## WHAT YOU SHOULD DO
Could you copy the records below exactly, leaving out any pictures?

## TASK INPUTS
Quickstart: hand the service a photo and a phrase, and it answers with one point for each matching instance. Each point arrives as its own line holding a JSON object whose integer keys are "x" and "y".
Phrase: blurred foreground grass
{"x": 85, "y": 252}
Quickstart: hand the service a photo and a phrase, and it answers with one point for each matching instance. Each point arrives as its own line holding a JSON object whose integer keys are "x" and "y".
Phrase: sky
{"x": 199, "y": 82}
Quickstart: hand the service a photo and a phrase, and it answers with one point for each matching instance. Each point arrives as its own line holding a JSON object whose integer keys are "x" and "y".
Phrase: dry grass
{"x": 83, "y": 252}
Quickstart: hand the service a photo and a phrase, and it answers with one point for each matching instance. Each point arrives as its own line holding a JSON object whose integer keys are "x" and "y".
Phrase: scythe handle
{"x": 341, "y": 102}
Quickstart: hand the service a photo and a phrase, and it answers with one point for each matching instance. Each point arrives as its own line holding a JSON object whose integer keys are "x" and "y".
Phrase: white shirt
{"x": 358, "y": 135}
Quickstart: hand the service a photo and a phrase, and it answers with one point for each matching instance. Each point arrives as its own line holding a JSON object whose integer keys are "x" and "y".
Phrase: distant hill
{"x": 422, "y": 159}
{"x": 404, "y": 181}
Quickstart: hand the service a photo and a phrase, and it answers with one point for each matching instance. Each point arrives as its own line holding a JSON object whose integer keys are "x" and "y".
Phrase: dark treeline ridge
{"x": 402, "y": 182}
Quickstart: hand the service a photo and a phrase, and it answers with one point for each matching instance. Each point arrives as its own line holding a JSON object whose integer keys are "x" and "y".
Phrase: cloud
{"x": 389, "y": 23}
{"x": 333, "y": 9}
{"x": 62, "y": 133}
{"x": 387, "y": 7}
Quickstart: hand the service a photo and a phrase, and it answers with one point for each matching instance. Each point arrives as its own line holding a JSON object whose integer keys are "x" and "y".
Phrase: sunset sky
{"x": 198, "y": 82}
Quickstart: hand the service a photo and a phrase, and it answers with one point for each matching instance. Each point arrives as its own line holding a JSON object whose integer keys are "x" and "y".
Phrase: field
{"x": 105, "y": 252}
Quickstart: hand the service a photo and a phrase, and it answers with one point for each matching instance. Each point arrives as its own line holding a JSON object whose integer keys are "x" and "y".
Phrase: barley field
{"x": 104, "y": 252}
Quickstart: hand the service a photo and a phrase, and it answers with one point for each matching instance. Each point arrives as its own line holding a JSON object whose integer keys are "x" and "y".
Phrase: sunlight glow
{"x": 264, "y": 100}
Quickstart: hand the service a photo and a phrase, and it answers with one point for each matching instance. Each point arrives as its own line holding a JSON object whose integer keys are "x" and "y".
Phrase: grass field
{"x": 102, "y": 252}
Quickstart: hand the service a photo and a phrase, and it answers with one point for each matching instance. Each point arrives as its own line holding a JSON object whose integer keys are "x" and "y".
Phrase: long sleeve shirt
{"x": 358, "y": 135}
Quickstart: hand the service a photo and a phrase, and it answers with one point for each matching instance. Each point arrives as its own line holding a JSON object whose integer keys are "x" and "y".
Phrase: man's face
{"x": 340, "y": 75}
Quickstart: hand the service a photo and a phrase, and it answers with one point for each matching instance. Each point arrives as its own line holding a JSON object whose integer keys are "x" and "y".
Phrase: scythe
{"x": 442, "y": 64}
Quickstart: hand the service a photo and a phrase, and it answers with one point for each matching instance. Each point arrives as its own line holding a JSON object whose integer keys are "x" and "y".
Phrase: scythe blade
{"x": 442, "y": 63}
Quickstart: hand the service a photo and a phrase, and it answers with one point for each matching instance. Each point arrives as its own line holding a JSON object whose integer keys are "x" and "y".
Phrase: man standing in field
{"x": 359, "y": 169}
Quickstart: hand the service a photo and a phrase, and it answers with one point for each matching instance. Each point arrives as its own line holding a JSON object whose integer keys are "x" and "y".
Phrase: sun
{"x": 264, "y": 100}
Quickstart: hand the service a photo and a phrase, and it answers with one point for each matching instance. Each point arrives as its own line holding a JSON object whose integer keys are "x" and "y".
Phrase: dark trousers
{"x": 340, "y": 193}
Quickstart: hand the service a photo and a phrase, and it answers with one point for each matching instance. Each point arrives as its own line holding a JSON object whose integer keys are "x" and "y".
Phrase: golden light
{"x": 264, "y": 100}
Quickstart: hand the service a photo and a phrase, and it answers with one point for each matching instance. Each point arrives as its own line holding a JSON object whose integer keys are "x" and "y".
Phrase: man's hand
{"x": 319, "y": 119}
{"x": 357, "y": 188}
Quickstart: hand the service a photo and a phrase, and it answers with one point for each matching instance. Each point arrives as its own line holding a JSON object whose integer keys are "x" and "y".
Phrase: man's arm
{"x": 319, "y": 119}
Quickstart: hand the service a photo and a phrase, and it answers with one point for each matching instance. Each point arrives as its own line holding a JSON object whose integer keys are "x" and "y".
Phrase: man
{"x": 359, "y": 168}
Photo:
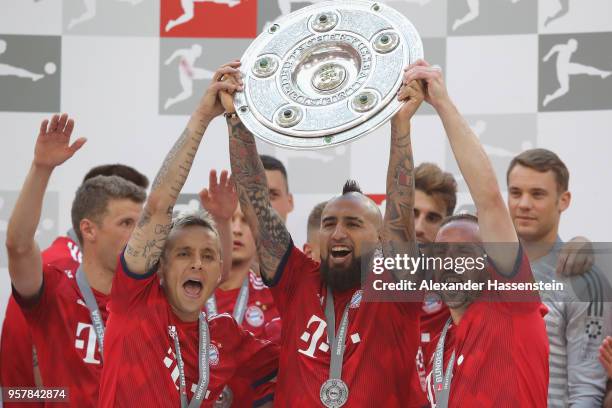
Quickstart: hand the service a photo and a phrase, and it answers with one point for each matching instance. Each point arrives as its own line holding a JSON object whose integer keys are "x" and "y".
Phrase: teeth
{"x": 340, "y": 248}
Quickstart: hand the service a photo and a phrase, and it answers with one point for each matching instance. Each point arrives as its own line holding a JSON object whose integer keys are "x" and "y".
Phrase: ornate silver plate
{"x": 326, "y": 74}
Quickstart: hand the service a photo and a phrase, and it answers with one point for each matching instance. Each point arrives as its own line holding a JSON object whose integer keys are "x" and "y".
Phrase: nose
{"x": 236, "y": 228}
{"x": 524, "y": 202}
{"x": 419, "y": 224}
{"x": 339, "y": 232}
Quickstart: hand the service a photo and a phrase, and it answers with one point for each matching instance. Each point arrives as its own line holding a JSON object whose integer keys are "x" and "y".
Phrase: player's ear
{"x": 307, "y": 250}
{"x": 564, "y": 200}
{"x": 88, "y": 229}
{"x": 290, "y": 202}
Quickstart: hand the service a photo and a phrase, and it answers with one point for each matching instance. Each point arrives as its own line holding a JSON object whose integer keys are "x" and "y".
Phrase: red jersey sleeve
{"x": 37, "y": 307}
{"x": 514, "y": 301}
{"x": 130, "y": 289}
{"x": 63, "y": 253}
{"x": 258, "y": 362}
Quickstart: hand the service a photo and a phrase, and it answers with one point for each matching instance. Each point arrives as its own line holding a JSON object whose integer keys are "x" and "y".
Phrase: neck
{"x": 98, "y": 277}
{"x": 457, "y": 313}
{"x": 186, "y": 317}
{"x": 236, "y": 276}
{"x": 540, "y": 247}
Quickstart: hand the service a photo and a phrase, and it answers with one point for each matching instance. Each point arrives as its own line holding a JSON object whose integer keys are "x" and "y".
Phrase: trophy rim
{"x": 254, "y": 121}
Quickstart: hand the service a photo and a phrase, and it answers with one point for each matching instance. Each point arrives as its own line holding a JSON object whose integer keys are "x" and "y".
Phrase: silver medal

## TASK RESPONSE
Quickstart: hand the service a photo and a phrase, and it answers with one point for each matching instance. Each point arrives as its own line holding a JSON object whose integer keys are "x" and "y".
Phrase: blurred foreground grass
{"x": 85, "y": 252}
Quickstart: hand the service a photo and a phrase, and it answers with one point for each matching instance. Each point arrives as its own line holding a JSON object whose integer keys are "x" and "y".
Phrase: sky
{"x": 199, "y": 82}
Quickstart: hand the service a photo and a phrase, and it answers with one point for each matching instance. Each point arrives as its own line holding a JSON object whose integer keys are "x" and "y".
Phrase: dry grass
{"x": 83, "y": 252}
Quickstart: hand the service a photo and a phrase, and it answers with one point for each matching instance. Each point arrives as its own line holding a JSON object whose integer keys are "x" and "y".
Phrase: scythe handle
{"x": 341, "y": 102}
Quickstart: hand the service a photo and a phrase, and it answers with one point for each matching instance. Each point arrives as its own line holding a JSON object whose integer keys are "x" and "y".
Phrase: white shirt
{"x": 358, "y": 135}
Quickstart: hand the service a photo and a phrase, and it answers with one point for each matching instance. Each point arrives as its own line holding a JSON object whose integer keys are "x" and "y".
Phrase: distant hill
{"x": 422, "y": 159}
{"x": 404, "y": 181}
Quickstart: hand the service a photo and a phrase, and it answers with one point for each matching instance. Each point arrives as its own line holding a JSON object whose integer keys are "x" and "y".
Phrase: dark treeline ridge
{"x": 402, "y": 182}
Quickstart: hand the service a photo and a phrase, and it answers with one point for each matching instance. Each point arrives as its own line holding a JSON object whose integer keys are "x" and "y".
Phrase: cloud
{"x": 389, "y": 23}
{"x": 333, "y": 9}
{"x": 62, "y": 133}
{"x": 387, "y": 7}
Quickstart: hand the service a photo and a phrase, and it answers with one point for each matching instance. Each point arrives as its own line holding a JSON object whose integer keys are "x" and "y".
Phrase: sunset sky
{"x": 198, "y": 82}
Quickstart: hand the service a photo and a phrase, and it answers with one point for each matching instance. Each point arrives as its own line holding a JSON object whose integer keys are "x" and "y".
Phrase: field
{"x": 105, "y": 252}
Quickstart: hand the service a photo and a phrase, and it answers with one point for each matching instance. Each point arrives as its own line holding a JSON object whose integer keys are "x" and "y".
Phrase: barley field
{"x": 104, "y": 252}
Quickstart: hand the service a photo and a phrase, and it answers with one point for each matching instance. Each point arrives as its own line holding a JSON object whose integer keys are "x" and "y".
Phrase: sunlight glow
{"x": 264, "y": 100}
Quickstart: hand the service a photo and a phrase, and it answers with one point for each matching instance. Each point arrives as its own line holding a JSON object whose integer keys are "x" and "y".
Phrase: grass field
{"x": 102, "y": 252}
Quickstart: hand the service a photo and a phrase, and it answers with one point for each matching instance. Each point arrives as its own line holding a JSON object whose integer keys are "x" and "y".
Phrase: long sleeve shirt
{"x": 358, "y": 135}
Quickstart: hand the service a photo and a phrase, and it answers with one point for each matching instance. Each point arrives as its own line holding a JSON object whose integer keys are "x" and "y".
Phrase: man's face
{"x": 340, "y": 75}
Quickstart: hand the service a photo and a phrase, and it answers with one point for each matching instance. Each point arrives as its own line holding a JSON object whose integer keys are "x" and "y".
Phrase: scythe
{"x": 442, "y": 64}
Quickstart: hand the service a photo and a phrase, and it answers with one point for each matching instance. Each point arrives as its own line holding a JSON object whose integer keys are "x" and "y".
Phrase: scythe blade
{"x": 442, "y": 63}
Quickstart: hand the service a photo and a phrase, and it answers with one point for each matching instance. Each point arrives as its own line holding a JSON object whose integer keys are "x" and "y".
Phrase: man standing in field
{"x": 359, "y": 169}
Quickstart: hand the service a photo and a phrase, and it answers with one point for each matching instance. Each point arrives as its own line holding a JSON object whose integer keys are "x" and "y".
Phrase: sun
{"x": 264, "y": 100}
Quickstart: hand the service a photo and a phrase, and it answers with one point for each matching instance. Each point arrives as its own line holding a JSON object whose integer keys are "x" and "y".
Phrase: dark trousers
{"x": 340, "y": 193}
Quickstart: hand the service a photo and a phrase, and it answers with one point for each matching instance. Each point arrives as its own line holding a JSON object whose integer keys are "x" and "y".
Phrase: golden light
{"x": 264, "y": 100}
Quickstart: hand the service a photo and a phrase, and it answers with one point for each matching instance. Each point arrives as its own line holding a JSON object whose integer keys are "x" and "y".
Phrase: man's hand
{"x": 319, "y": 119}
{"x": 357, "y": 188}
Quickstart: hand the service a photo and a phrase, and it answers with one point for each matching instance. Each point arrives as its own line holding a JSON object whose integer keys are "x" and "y".
Phrase: man's arm
{"x": 319, "y": 119}
Quickstart: hand the service a photo and a phrase, and it answers with one point for each matching instance. Each point arrives as its own line holding a JSON object whose integer keys are "x" and "y".
Phrase: man
{"x": 359, "y": 168}
Photo:
Quickstart: hand the service a photo and a phrase, and it answers with one point for each matching instance. Each point arrives as its own line holding a JSON object whose integer keys are "x" and "y".
Phrase: teeth
{"x": 340, "y": 248}
Quickstart: hand the service a photo and a phrase, and it answers with one point for each matching instance. Each point arrives as its own line holding a JSON object whose integer keys are "x" and "y".
Phrase: ornate silver plate
{"x": 326, "y": 74}
Quickstart: hand the service a photo and a phrase, and it answers with one point for each matching instance. Each point arrives as its own line holding a JSON object whose integer keys are "x" and "y".
Phrase: nose
{"x": 236, "y": 228}
{"x": 524, "y": 202}
{"x": 419, "y": 224}
{"x": 339, "y": 232}
Quickstart: hand the service a photo and a phrase, and it answers with one point for each matching instance. Each point arrives as its own line holding a JSON object whose integer keys are "x" and "y".
Phrase: player's ear
{"x": 307, "y": 250}
{"x": 564, "y": 200}
{"x": 88, "y": 229}
{"x": 290, "y": 202}
Quickstart: hand the service a photo and a phrase, and it answers with one point for each matching instance. Each point arrives as its own line holding a JSON object whose integer keys are "x" and "y".
Phrase: red jersey sleeve
{"x": 37, "y": 307}
{"x": 514, "y": 301}
{"x": 130, "y": 289}
{"x": 63, "y": 253}
{"x": 258, "y": 362}
Quickstart: hand the service a photo and a phrase, and it answers with one point for each matching instance. Each point arrives as its own line holding a JSON object whose integer keys are "x" and "y".
Phrase: neck
{"x": 98, "y": 277}
{"x": 457, "y": 313}
{"x": 186, "y": 317}
{"x": 236, "y": 276}
{"x": 540, "y": 247}
Quickstart: hand the service a photo and a phrase, and it answers with one point for each matching instance. Each point arrives as its own line holding a JSON object whose integer keys are "x" and "y".
Phrase: trophy rim
{"x": 254, "y": 121}
Quickstart: hand the service a photo and a phrase, and it answers with one point for each matching instance. Each point arrives as its own line holding a JSON object whose integer keys are "x" and "y".
Phrase: silver medal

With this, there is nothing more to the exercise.